What you are asked to do:
Give the material from its first line through the line containing "869 426 L 871" as a JSON list of strings, one string per line, with any blank lines left out.

[Labeled area outline material]
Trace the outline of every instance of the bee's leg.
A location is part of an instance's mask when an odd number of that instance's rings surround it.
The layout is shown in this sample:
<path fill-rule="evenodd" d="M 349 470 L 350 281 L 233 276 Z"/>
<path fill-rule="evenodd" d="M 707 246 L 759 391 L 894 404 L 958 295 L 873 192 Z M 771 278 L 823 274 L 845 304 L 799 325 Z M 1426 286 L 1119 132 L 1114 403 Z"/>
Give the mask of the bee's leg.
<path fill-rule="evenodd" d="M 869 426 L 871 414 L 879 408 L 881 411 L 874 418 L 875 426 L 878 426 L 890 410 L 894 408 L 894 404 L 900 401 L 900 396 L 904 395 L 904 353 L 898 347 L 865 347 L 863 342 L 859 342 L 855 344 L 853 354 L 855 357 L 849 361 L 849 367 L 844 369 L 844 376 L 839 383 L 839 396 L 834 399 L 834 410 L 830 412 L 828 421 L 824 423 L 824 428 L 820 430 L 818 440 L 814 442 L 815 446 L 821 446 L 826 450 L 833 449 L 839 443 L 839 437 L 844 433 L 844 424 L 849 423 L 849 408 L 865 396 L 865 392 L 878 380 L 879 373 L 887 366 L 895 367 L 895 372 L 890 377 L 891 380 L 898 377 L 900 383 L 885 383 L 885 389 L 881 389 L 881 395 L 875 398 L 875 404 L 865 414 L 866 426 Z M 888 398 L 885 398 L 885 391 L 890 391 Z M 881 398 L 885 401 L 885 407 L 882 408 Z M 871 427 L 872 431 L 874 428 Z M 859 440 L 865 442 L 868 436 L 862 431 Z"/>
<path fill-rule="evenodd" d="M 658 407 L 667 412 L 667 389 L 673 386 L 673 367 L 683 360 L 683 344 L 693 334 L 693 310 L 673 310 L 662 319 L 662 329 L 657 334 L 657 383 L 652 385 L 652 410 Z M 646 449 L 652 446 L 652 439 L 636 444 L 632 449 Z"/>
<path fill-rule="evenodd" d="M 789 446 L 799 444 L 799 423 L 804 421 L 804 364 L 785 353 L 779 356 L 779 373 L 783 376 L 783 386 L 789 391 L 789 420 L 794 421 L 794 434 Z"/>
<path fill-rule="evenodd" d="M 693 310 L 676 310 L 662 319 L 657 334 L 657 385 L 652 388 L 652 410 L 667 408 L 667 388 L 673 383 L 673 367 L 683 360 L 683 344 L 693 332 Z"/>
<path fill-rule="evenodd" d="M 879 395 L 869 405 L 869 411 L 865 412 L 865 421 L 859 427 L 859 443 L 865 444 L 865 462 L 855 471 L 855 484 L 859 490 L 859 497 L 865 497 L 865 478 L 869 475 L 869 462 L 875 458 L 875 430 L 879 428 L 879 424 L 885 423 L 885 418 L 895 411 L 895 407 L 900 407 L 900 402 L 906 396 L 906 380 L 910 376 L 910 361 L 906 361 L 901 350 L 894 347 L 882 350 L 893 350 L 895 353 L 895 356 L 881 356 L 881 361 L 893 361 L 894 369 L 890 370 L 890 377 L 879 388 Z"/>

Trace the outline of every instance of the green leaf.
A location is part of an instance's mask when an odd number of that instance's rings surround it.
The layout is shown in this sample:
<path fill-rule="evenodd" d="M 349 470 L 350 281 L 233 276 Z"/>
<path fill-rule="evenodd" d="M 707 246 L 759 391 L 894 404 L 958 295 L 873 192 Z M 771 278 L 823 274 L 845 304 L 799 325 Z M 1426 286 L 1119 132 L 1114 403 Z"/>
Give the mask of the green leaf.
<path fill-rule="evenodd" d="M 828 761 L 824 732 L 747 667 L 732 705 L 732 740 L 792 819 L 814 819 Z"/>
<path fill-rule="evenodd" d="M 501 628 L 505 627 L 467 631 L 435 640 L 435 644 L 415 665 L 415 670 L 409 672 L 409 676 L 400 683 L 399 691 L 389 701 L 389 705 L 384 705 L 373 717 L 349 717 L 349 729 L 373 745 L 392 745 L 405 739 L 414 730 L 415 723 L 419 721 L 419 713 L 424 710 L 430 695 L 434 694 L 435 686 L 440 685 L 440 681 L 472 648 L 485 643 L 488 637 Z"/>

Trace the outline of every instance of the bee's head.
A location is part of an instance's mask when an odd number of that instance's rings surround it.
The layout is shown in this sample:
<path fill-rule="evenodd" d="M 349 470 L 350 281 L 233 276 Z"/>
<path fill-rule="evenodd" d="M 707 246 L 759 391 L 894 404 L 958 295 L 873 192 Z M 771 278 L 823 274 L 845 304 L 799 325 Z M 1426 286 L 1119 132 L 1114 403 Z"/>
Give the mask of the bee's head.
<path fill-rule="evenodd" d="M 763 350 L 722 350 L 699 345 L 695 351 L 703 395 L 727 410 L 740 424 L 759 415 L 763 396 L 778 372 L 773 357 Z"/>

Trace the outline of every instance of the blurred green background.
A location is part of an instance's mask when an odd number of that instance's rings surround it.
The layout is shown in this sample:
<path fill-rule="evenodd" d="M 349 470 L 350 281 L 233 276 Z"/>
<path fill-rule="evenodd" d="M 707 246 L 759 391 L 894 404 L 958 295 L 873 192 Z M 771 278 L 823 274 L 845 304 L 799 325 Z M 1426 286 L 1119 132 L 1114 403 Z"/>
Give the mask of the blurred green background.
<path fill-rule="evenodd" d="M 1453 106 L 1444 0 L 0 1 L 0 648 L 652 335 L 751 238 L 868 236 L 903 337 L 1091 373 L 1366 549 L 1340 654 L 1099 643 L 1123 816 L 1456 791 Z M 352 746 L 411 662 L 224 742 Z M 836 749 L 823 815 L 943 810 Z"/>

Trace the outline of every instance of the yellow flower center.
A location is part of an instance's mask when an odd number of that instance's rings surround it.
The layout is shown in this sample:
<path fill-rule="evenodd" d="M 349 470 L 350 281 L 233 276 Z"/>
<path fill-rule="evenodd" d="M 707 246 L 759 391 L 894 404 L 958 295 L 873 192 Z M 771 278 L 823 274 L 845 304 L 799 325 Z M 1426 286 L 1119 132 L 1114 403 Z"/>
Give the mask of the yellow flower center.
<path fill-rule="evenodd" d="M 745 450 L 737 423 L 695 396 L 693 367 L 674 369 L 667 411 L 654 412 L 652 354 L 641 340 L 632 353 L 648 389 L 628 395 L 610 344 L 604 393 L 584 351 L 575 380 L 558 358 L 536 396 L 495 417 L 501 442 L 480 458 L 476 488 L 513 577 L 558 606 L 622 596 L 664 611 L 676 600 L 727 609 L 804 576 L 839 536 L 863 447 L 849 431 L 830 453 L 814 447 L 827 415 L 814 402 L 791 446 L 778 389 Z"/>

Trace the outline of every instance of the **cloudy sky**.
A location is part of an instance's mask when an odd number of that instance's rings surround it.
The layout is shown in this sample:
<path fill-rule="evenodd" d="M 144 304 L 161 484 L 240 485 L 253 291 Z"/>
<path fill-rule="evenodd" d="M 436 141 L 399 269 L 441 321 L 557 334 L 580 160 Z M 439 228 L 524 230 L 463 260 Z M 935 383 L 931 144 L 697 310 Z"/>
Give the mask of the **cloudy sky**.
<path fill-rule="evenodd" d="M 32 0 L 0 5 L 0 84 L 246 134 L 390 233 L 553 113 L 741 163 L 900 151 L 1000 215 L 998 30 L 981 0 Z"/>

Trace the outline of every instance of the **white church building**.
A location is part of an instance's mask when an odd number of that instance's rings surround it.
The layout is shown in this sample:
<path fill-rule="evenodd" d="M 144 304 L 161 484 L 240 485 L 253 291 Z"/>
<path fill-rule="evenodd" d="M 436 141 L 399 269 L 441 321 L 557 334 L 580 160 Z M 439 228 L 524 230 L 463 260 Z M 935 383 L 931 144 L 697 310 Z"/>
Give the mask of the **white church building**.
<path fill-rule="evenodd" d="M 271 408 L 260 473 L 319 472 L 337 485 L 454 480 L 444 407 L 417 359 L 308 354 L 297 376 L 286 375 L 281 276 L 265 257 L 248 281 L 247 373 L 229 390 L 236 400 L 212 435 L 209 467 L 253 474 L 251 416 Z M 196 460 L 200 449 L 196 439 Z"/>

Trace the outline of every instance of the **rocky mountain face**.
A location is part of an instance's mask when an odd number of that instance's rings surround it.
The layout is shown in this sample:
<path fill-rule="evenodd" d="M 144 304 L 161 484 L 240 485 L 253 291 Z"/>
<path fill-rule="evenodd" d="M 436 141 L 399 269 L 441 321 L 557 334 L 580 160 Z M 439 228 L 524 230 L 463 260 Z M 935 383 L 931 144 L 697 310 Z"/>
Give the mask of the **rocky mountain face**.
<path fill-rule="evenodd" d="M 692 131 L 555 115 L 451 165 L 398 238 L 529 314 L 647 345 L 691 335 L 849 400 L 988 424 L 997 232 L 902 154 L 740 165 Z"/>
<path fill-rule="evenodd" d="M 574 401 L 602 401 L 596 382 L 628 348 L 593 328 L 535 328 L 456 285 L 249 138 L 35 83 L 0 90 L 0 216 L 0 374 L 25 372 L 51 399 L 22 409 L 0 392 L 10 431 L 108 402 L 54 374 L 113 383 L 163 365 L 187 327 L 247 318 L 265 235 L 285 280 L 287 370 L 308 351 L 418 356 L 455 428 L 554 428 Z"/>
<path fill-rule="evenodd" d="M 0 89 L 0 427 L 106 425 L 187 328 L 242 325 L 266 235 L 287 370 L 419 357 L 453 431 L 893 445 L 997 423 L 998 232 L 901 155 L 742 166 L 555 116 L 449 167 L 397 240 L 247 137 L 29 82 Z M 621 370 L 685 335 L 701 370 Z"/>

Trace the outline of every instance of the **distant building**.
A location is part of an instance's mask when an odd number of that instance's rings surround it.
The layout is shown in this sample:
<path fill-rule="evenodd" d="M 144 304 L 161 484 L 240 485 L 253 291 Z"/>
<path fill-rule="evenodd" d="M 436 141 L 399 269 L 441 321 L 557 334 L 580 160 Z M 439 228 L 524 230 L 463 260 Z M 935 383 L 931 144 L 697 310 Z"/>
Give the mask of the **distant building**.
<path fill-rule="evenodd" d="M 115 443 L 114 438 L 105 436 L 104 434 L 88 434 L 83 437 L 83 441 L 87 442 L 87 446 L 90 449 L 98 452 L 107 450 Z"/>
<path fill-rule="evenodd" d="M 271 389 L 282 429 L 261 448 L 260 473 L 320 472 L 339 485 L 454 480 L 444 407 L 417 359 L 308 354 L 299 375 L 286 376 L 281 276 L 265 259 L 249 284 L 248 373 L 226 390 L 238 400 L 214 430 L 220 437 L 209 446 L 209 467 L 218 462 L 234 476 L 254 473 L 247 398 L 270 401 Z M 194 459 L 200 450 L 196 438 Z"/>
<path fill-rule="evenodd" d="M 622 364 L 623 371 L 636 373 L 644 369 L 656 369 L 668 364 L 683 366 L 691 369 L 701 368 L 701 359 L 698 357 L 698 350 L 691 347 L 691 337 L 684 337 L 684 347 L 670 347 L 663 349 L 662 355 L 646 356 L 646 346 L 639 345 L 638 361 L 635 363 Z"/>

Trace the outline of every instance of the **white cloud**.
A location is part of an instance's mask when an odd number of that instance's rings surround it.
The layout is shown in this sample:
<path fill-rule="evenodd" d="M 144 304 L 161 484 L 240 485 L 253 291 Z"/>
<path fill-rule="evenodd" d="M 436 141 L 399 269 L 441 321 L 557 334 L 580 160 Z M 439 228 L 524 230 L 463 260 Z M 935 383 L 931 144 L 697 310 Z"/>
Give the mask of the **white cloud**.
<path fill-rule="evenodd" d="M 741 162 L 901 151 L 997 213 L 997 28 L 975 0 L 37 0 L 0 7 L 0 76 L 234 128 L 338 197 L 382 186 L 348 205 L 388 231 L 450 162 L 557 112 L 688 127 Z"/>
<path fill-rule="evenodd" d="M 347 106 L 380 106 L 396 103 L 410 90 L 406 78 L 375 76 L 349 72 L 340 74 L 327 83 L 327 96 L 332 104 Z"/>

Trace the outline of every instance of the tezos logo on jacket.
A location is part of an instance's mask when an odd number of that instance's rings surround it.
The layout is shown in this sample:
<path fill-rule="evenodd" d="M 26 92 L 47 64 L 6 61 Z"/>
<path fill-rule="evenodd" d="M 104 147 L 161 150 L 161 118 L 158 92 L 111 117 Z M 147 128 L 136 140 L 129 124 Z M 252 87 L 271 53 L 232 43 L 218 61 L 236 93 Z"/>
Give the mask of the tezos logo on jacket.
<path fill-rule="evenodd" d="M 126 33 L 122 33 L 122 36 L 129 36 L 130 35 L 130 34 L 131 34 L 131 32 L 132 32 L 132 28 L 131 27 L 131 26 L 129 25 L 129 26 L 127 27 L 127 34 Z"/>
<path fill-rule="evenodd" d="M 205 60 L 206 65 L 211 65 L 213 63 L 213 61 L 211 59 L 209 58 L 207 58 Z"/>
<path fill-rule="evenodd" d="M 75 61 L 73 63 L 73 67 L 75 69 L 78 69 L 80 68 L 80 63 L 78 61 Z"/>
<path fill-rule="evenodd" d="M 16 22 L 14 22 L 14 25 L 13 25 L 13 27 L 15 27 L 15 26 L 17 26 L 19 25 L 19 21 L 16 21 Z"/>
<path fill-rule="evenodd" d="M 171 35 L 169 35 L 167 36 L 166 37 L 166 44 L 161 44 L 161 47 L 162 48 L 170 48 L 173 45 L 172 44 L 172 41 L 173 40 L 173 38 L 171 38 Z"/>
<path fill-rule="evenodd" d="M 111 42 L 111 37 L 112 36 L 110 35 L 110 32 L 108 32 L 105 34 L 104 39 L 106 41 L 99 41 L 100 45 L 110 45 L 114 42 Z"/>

Result of the task:
[
  "Trace the outline of every instance of the bee's leg.",
  "A location is part of an instance's mask when an odd number of that instance's rings surround it.",
  "The layout is shown in this sample:",
  "<path fill-rule=\"evenodd\" d=\"M 349 470 L 350 281 L 233 276 Z\"/>",
  "<path fill-rule=\"evenodd\" d=\"M 707 246 L 759 391 L 894 404 L 958 295 L 873 192 Z M 771 278 L 823 274 L 845 304 L 799 325 Z M 1426 286 L 1119 132 L 1114 403 Z\"/>",
  "Give the mask of the bee's leg.",
  "<path fill-rule=\"evenodd\" d=\"M 869 426 L 871 414 L 879 408 L 881 411 L 874 418 L 875 426 L 878 426 L 890 410 L 894 408 L 894 404 L 900 401 L 900 396 L 904 395 L 904 353 L 898 347 L 865 347 L 863 342 L 859 342 L 855 344 L 853 354 L 855 357 L 849 361 L 849 367 L 844 369 L 844 376 L 839 383 L 839 396 L 834 399 L 834 410 L 830 412 L 828 421 L 824 423 L 824 428 L 820 430 L 818 440 L 814 442 L 815 446 L 821 446 L 826 450 L 833 449 L 839 443 L 839 437 L 844 433 L 844 424 L 849 423 L 849 408 L 865 396 L 865 392 L 878 380 L 879 373 L 887 366 L 895 367 L 895 372 L 890 377 L 891 380 L 898 377 L 900 383 L 885 383 L 885 389 L 881 389 L 881 395 L 875 398 L 875 404 L 865 414 L 866 426 Z M 888 398 L 885 398 L 885 391 L 890 391 Z M 881 398 L 885 401 L 885 407 L 882 408 Z M 871 427 L 872 431 L 874 428 Z M 859 440 L 865 442 L 868 436 L 862 431 Z\"/>"
]